## start Source data
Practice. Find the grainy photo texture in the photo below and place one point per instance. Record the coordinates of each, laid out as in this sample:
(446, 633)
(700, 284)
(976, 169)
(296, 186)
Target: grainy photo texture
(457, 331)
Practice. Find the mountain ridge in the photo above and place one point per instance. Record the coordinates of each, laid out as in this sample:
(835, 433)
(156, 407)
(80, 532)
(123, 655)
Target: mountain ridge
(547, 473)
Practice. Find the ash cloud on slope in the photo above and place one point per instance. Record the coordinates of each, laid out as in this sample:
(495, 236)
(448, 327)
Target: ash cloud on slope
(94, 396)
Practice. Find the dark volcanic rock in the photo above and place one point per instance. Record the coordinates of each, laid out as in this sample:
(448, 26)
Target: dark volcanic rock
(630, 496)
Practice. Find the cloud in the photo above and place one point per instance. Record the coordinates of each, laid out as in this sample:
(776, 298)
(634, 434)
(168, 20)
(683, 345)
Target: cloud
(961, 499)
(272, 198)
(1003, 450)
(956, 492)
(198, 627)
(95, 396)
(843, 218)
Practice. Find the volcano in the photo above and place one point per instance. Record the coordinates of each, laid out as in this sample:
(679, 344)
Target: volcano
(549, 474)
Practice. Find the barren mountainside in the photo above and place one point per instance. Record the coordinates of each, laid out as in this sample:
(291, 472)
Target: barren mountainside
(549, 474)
## end Source data
## start Source data
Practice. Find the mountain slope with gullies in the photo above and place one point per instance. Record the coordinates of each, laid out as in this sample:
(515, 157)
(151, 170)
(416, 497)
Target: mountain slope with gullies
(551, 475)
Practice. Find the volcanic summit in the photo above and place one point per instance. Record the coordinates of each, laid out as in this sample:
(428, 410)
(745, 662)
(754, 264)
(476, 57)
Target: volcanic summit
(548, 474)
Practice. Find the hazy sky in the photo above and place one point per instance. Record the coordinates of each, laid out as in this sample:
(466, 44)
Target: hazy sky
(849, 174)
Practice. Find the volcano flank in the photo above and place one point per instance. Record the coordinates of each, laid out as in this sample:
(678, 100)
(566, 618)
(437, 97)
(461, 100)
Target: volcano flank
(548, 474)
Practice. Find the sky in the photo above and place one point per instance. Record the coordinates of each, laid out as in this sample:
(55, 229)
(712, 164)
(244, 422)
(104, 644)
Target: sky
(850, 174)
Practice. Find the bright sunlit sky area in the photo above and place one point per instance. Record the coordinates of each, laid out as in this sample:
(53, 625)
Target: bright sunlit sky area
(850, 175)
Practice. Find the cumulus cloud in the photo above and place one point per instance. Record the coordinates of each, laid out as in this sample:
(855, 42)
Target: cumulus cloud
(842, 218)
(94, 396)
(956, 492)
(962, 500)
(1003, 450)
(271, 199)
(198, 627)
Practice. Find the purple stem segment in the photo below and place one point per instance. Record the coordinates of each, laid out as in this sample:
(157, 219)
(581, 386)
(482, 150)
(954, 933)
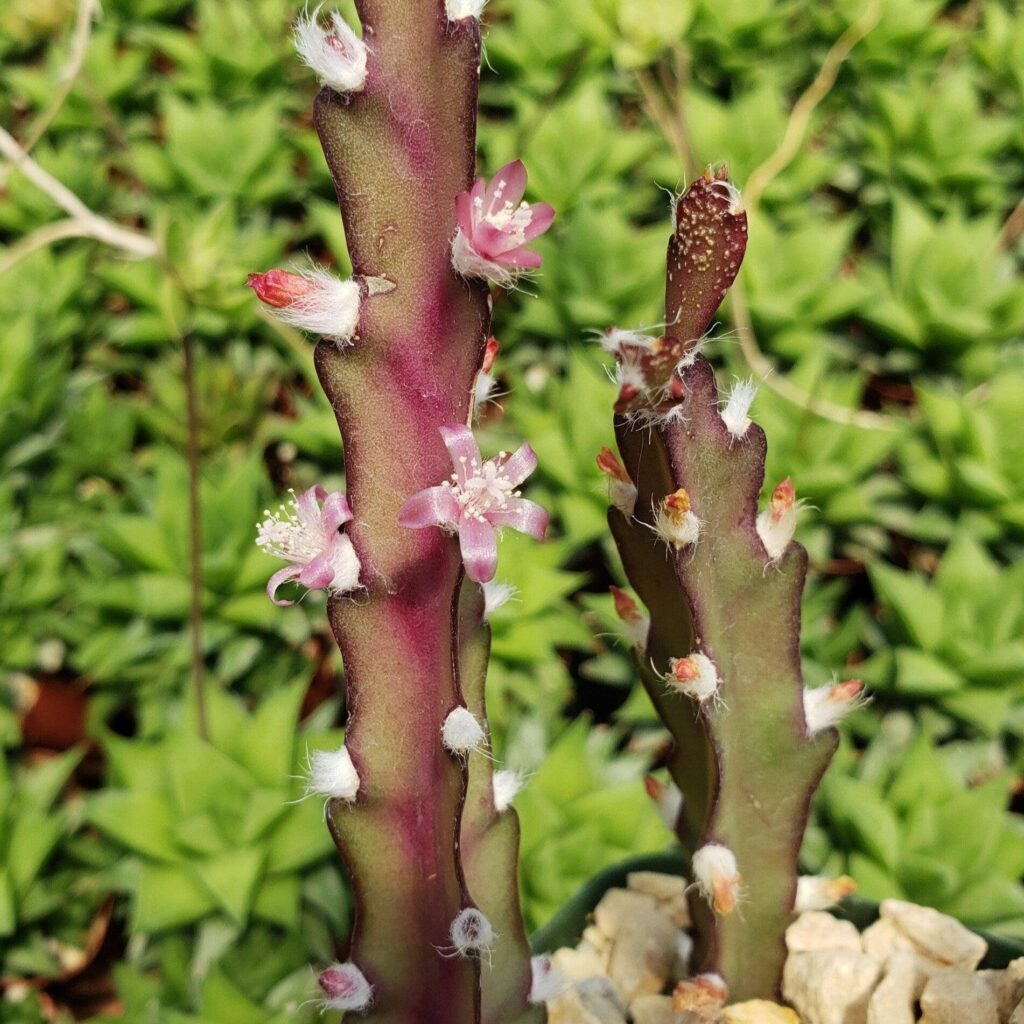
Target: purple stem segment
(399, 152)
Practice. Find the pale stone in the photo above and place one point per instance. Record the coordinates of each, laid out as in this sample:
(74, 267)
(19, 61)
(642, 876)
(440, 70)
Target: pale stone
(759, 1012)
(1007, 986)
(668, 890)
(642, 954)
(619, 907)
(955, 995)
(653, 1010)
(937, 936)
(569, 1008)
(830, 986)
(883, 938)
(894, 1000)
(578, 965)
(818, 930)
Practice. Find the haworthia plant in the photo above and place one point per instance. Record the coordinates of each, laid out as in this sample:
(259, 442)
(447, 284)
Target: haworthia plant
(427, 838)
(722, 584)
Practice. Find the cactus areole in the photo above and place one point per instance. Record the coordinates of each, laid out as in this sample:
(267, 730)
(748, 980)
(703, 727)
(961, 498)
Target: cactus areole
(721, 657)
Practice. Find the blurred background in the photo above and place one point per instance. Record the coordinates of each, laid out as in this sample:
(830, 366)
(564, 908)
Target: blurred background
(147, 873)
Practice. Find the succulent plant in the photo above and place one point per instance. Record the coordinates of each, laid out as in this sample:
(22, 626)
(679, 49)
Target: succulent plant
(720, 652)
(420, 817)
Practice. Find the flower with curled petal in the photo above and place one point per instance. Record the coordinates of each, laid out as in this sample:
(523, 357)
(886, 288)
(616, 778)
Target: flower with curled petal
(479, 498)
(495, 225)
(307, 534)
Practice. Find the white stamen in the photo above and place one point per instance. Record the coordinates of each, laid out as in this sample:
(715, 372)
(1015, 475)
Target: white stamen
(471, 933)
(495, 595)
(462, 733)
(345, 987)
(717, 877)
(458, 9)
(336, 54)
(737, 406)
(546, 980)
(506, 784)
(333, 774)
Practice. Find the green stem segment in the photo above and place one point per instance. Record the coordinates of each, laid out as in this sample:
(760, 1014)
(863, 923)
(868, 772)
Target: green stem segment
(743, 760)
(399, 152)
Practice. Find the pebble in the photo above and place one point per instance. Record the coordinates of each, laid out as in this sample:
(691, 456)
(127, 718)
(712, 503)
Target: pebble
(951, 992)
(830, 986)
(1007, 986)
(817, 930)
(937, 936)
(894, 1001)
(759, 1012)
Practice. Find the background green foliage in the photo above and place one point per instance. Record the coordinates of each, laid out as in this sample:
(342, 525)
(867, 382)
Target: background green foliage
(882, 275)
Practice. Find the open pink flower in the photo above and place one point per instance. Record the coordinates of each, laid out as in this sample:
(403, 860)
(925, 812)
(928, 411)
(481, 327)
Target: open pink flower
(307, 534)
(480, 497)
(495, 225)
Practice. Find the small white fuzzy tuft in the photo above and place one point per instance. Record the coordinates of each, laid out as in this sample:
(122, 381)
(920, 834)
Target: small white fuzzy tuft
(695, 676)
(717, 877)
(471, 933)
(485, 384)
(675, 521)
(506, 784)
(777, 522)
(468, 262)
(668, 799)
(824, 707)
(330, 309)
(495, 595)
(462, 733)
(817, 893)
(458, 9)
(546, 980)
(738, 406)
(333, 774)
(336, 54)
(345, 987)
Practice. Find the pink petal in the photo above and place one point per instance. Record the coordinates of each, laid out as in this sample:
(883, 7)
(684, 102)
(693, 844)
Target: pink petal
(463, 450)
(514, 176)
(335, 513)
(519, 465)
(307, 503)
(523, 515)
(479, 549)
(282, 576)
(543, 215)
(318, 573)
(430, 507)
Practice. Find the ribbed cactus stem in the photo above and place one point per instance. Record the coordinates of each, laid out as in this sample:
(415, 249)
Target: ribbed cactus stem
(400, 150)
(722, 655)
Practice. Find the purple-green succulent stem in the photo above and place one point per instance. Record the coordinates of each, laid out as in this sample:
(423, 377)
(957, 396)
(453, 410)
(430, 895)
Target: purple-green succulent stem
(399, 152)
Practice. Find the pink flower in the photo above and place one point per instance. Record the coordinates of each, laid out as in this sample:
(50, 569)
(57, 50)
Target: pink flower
## end Source data
Aim: Filter the listing above and reproduce each line that contains the string "pale".

Solution to this exercise:
Practice. Find the pale stone in the photo above and place one point per instance. Record the coordinates of each, laid out as in this sample:
Target: pale stone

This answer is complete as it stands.